◆ Exercise text ◆
-------

The eastern red cedar tree (Juniperus virginiana) grows wild throughout the eastern United States. It is used for lumber as well as for screens, windbreaks and landscaping. The eastern red cedar is an evergreen that creates dense shade that prevents other plants from growing around it. Because it is so prolific, it is considered and invasive tree that dominates improperly managed forests and pastures. However, it can be dug up from these areas and raised as a landscaping specimen if desired. Be sure you have permission to enter anyone's property or public right-of-way to dig up a tree of any kind.
Find a location where you have received permission to dig a wild cedar tree to transplant. Look for an area that has different sizes of eastern red cedar trees to choose from. The best time to dig an eastern red cedar tree from the wild is in the late fall or very early spring.
Find an eastern red cedar tree that is no more than 18 inches tall and is well formed. For example, it should have a straight trunk and the branches should be evenly spaced. Look carefully for any signs of disease, such as browning around the edges of the leaves, or any insects present. You want to choose a healthy specimen. Use a permanent marker to mark the north side of the tree you are removing. This is so it has the same orientation in the new location to prevent winter burn or sun scald.

-------

◆ Data under study ◆

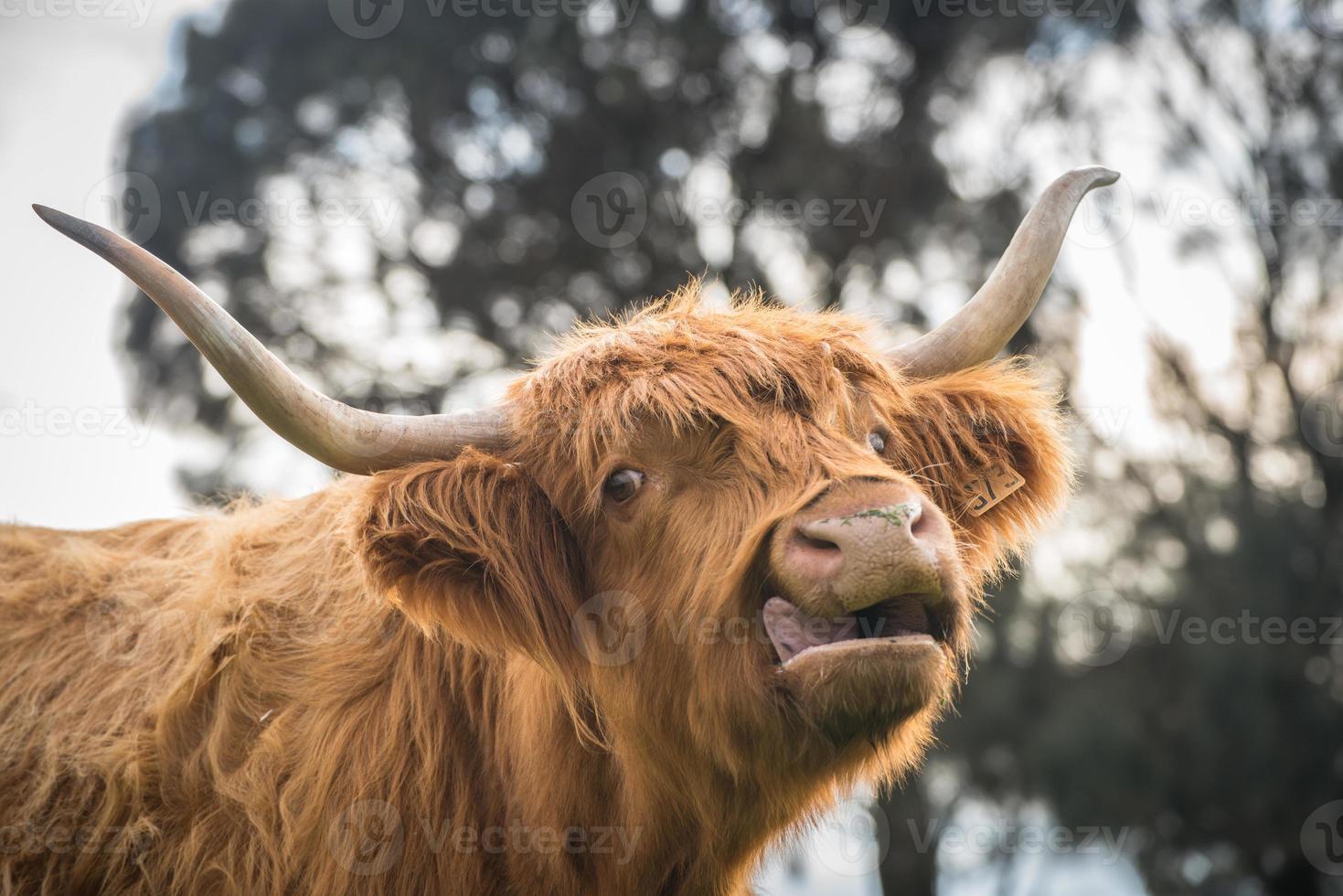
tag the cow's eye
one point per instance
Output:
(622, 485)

-------

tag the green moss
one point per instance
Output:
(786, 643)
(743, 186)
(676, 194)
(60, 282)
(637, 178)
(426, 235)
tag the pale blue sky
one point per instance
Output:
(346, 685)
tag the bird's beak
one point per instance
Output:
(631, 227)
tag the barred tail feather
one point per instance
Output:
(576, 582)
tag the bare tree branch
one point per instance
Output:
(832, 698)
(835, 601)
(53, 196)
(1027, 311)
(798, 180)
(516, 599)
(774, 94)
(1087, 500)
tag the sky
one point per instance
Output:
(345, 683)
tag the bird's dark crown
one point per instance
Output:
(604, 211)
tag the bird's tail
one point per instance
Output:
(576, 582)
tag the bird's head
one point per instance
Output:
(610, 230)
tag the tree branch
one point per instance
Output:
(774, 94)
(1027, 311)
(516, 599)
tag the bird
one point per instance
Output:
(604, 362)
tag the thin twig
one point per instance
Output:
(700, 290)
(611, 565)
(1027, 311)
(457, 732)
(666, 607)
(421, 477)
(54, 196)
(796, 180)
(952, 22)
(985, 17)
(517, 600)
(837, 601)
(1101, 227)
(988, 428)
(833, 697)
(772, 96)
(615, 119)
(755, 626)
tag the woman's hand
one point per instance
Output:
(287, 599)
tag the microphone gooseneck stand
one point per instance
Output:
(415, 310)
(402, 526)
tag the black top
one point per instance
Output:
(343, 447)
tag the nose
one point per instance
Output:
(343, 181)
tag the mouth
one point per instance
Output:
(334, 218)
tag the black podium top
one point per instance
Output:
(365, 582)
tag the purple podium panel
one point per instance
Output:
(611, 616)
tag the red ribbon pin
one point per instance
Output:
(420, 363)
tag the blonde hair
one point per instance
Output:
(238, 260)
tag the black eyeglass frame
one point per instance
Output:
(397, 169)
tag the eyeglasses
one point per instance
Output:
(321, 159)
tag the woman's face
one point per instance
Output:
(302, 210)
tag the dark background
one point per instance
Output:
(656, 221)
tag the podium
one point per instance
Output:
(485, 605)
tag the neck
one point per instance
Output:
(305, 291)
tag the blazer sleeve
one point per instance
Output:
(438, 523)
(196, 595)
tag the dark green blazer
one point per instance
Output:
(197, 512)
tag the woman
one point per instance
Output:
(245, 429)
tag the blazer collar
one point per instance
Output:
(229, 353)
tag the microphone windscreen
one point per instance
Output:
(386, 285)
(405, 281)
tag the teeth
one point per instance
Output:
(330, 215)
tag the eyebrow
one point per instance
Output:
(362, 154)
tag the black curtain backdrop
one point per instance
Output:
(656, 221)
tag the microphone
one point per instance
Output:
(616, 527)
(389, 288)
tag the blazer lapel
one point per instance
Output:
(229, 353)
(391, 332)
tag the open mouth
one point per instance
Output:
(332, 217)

-------

Answer these questions from the text on the eastern red cedar:
(a) When is the best time to dig an eastern red cedar tree from the wild?
(b) How tall can the chosen tree be at most?
(c) What is used to mark the north side of the tree being removed?

(a) Late fall or very early spring.
(b) No more than 18 inches.
(c) A permanent marker.